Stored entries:
════
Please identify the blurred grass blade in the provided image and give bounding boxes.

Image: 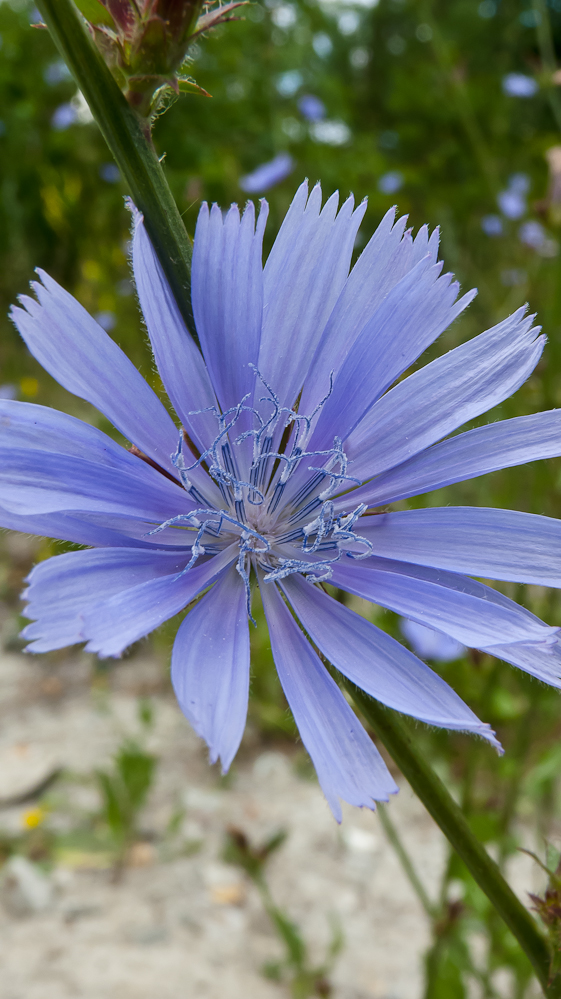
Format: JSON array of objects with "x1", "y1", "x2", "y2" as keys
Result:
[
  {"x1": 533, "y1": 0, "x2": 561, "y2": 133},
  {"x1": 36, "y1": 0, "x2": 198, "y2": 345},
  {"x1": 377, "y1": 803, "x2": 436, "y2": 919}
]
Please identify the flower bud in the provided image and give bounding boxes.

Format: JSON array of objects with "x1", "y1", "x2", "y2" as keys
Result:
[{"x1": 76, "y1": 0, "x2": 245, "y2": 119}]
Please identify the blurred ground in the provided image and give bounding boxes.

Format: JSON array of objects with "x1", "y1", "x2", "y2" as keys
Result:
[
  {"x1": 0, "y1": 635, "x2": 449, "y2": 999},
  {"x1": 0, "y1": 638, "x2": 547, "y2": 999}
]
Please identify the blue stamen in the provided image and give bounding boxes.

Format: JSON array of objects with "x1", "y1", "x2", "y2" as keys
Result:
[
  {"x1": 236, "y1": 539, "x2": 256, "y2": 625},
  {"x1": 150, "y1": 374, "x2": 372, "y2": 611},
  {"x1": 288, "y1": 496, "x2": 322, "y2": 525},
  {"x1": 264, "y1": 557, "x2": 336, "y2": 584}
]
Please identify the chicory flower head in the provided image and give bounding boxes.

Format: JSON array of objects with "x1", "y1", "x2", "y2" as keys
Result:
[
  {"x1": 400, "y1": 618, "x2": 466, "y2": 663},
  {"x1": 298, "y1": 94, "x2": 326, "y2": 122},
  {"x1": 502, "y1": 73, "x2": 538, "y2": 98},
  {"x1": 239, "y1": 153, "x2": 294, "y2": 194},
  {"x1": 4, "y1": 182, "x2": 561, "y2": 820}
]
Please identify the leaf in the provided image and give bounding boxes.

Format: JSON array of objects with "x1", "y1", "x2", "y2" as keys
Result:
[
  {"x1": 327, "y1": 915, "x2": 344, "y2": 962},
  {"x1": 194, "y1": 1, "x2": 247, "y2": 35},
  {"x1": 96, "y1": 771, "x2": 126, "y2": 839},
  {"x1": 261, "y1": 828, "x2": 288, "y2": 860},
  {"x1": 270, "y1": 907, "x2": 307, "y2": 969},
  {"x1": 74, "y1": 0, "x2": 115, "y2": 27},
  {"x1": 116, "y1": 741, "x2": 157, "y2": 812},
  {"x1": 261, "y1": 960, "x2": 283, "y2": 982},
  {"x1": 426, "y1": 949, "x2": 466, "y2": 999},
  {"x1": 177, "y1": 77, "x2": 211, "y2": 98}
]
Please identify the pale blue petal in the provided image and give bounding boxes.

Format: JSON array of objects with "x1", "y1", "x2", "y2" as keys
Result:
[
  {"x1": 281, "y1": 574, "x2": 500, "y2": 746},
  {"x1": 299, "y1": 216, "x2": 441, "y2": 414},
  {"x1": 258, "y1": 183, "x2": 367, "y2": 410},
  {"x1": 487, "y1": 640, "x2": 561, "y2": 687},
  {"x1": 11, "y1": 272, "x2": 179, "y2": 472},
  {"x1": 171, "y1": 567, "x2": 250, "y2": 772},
════
§ Problem details:
Within the data above, how many lines contain "Please"? Respond with the tally alone.

§ Result for this task:
7